◆ **Exercise inputs**
BEGIN
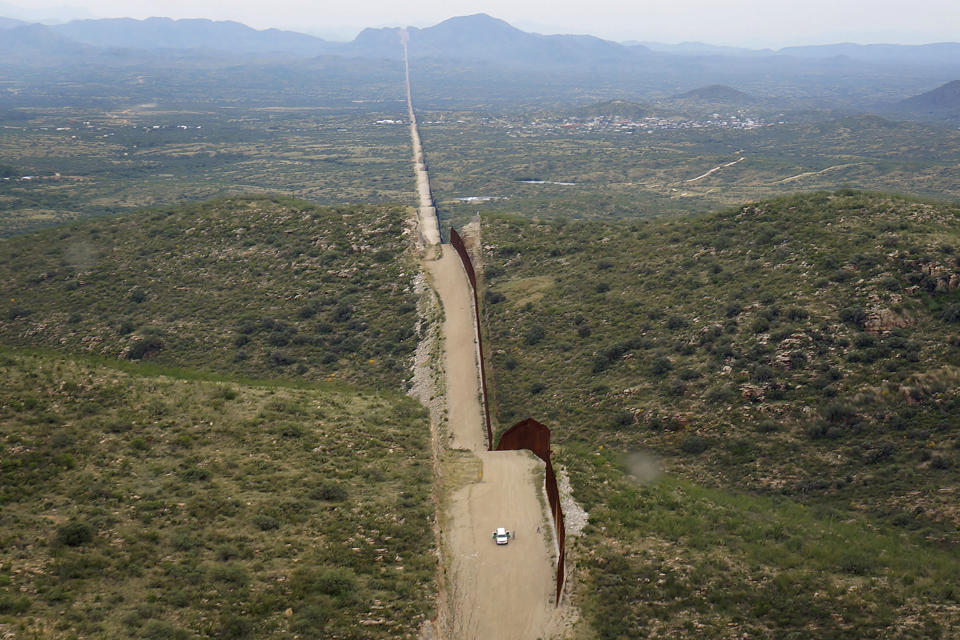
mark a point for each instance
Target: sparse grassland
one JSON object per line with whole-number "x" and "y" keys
{"x": 156, "y": 507}
{"x": 794, "y": 364}
{"x": 82, "y": 162}
{"x": 258, "y": 286}
{"x": 619, "y": 170}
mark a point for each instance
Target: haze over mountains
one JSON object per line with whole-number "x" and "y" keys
{"x": 475, "y": 37}
{"x": 480, "y": 52}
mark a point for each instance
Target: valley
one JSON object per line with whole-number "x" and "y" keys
{"x": 727, "y": 280}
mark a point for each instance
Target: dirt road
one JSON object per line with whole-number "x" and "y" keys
{"x": 504, "y": 592}
{"x": 427, "y": 212}
{"x": 492, "y": 592}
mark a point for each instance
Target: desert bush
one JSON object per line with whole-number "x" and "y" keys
{"x": 74, "y": 534}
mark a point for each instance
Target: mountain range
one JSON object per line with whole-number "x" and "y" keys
{"x": 480, "y": 52}
{"x": 475, "y": 38}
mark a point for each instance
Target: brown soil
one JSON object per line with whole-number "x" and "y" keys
{"x": 493, "y": 591}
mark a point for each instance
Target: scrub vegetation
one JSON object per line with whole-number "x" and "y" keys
{"x": 794, "y": 366}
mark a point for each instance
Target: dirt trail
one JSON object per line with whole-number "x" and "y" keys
{"x": 427, "y": 212}
{"x": 492, "y": 592}
{"x": 503, "y": 592}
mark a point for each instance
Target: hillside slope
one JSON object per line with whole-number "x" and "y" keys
{"x": 266, "y": 287}
{"x": 164, "y": 507}
{"x": 793, "y": 365}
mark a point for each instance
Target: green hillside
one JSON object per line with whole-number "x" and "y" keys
{"x": 165, "y": 507}
{"x": 794, "y": 365}
{"x": 265, "y": 287}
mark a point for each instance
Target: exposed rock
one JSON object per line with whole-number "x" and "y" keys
{"x": 881, "y": 321}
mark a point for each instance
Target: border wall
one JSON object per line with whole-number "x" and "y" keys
{"x": 526, "y": 434}
{"x": 461, "y": 248}
{"x": 532, "y": 435}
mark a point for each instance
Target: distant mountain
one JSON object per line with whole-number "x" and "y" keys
{"x": 37, "y": 42}
{"x": 9, "y": 23}
{"x": 699, "y": 49}
{"x": 944, "y": 99}
{"x": 164, "y": 33}
{"x": 716, "y": 93}
{"x": 46, "y": 15}
{"x": 482, "y": 38}
{"x": 947, "y": 53}
{"x": 613, "y": 109}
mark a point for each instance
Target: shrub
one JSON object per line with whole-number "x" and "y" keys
{"x": 766, "y": 426}
{"x": 951, "y": 313}
{"x": 661, "y": 365}
{"x": 694, "y": 444}
{"x": 330, "y": 493}
{"x": 12, "y": 605}
{"x": 145, "y": 346}
{"x": 265, "y": 522}
{"x": 856, "y": 316}
{"x": 759, "y": 325}
{"x": 74, "y": 534}
{"x": 838, "y": 413}
{"x": 534, "y": 334}
{"x": 677, "y": 322}
{"x": 234, "y": 627}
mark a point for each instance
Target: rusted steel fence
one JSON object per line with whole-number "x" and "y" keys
{"x": 461, "y": 248}
{"x": 530, "y": 434}
{"x": 526, "y": 434}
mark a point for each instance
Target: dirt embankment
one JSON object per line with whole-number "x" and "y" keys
{"x": 493, "y": 591}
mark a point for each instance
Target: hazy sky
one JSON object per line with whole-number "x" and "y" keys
{"x": 737, "y": 22}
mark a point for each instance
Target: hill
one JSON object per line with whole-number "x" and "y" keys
{"x": 164, "y": 33}
{"x": 793, "y": 365}
{"x": 716, "y": 93}
{"x": 482, "y": 38}
{"x": 943, "y": 99}
{"x": 9, "y": 23}
{"x": 613, "y": 109}
{"x": 940, "y": 53}
{"x": 263, "y": 287}
{"x": 37, "y": 43}
{"x": 161, "y": 506}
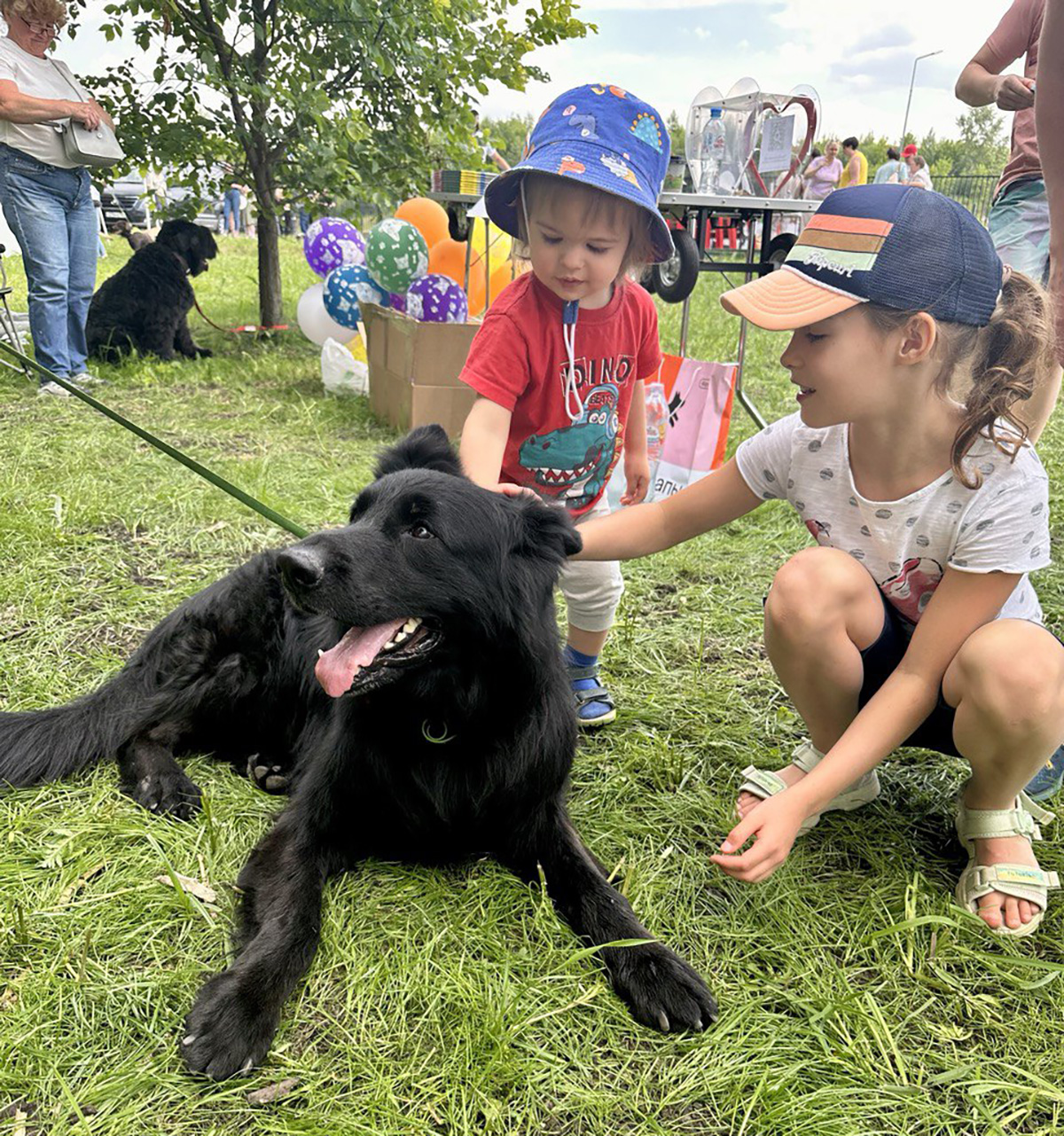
END
◆ **Activity**
Letter for letter, reproduce every record above and skip the pictures.

◆ **Exercise answer**
mark a point for each instance
Target: sparse grassland
one JSON object per line with whole-number "x" and "y" keys
{"x": 156, "y": 507}
{"x": 794, "y": 364}
{"x": 82, "y": 162}
{"x": 258, "y": 286}
{"x": 619, "y": 170}
mark a point for each instance
Target: haze over mountains
one JSON object per line with whole-number "x" and "y" keys
{"x": 475, "y": 37}
{"x": 480, "y": 52}
mark a point for each instance
Target: valley
one JSON object per line with whole-number "x" and "y" keys
{"x": 727, "y": 280}
mark a point for each instance
Target: dirt road
one JSON object per line with whole-number "x" and "y" keys
{"x": 504, "y": 592}
{"x": 427, "y": 212}
{"x": 492, "y": 592}
mark a point for each instance
Target: desert bush
one JSON object per line with whole-number "x" and "y" keys
{"x": 74, "y": 534}
mark a point for each instance
Target: mountain range
one JSON object per line with whole-number "x" and "y" keys
{"x": 480, "y": 52}
{"x": 475, "y": 38}
mark a point for each instance
Target: brown soil
one JSON object per line with whole-number "x" and "y" keys
{"x": 493, "y": 591}
mark a point for each instance
Target: scrub vegetation
one JSON object per line with whole-number "x" and "y" keys
{"x": 794, "y": 366}
mark a point for each instance
Target: dirt trail
one JSON object per line with whole-number "x" and "y" keys
{"x": 427, "y": 212}
{"x": 492, "y": 592}
{"x": 503, "y": 592}
mark a point for each instance
Target: hillside slope
one JSON object per line with whole-number "x" and "y" keys
{"x": 266, "y": 287}
{"x": 164, "y": 507}
{"x": 793, "y": 365}
mark a point for each instance
Target: green hillside
one JSON object per line with whole-number "x" and "y" keys
{"x": 165, "y": 507}
{"x": 794, "y": 365}
{"x": 265, "y": 287}
mark a point for each instance
Target: exposed rock
one JSON object per line with whole-number "x" and "y" keys
{"x": 881, "y": 321}
mark a point for each instance
Target: border wall
one JSON object per line with whole-number "x" and "y" keys
{"x": 526, "y": 434}
{"x": 461, "y": 248}
{"x": 532, "y": 435}
mark a point for each instance
Target: distant mountain
one JSON object per line with whole-number "x" and "y" keys
{"x": 37, "y": 42}
{"x": 9, "y": 23}
{"x": 699, "y": 49}
{"x": 944, "y": 99}
{"x": 164, "y": 33}
{"x": 716, "y": 93}
{"x": 46, "y": 15}
{"x": 482, "y": 38}
{"x": 947, "y": 53}
{"x": 613, "y": 109}
mark a point for each instance
Target: shrub
one JSON object per line with whole-number "x" and "y" keys
{"x": 766, "y": 426}
{"x": 951, "y": 313}
{"x": 661, "y": 365}
{"x": 694, "y": 444}
{"x": 330, "y": 493}
{"x": 12, "y": 605}
{"x": 145, "y": 346}
{"x": 265, "y": 522}
{"x": 856, "y": 316}
{"x": 759, "y": 325}
{"x": 74, "y": 534}
{"x": 838, "y": 413}
{"x": 534, "y": 334}
{"x": 677, "y": 322}
{"x": 234, "y": 627}
mark a point for each instance
Target: rusted steel fence
one JSON object per line with whole-number "x" and "y" keys
{"x": 461, "y": 248}
{"x": 530, "y": 434}
{"x": 526, "y": 434}
mark a point for each instance
Target: dirt embankment
one JSON object per line with whole-number "x" and "y" keys
{"x": 493, "y": 591}
mark a point for each instance
Target: hazy sky
one JSON object per line with whole-number "x" and "y" keys
{"x": 737, "y": 22}
mark a point for each instance
Target: hill
one JSON object per line with whole-number "x" and "y" keys
{"x": 164, "y": 33}
{"x": 793, "y": 365}
{"x": 716, "y": 93}
{"x": 482, "y": 38}
{"x": 943, "y": 99}
{"x": 9, "y": 23}
{"x": 613, "y": 109}
{"x": 940, "y": 53}
{"x": 263, "y": 287}
{"x": 37, "y": 43}
{"x": 161, "y": 506}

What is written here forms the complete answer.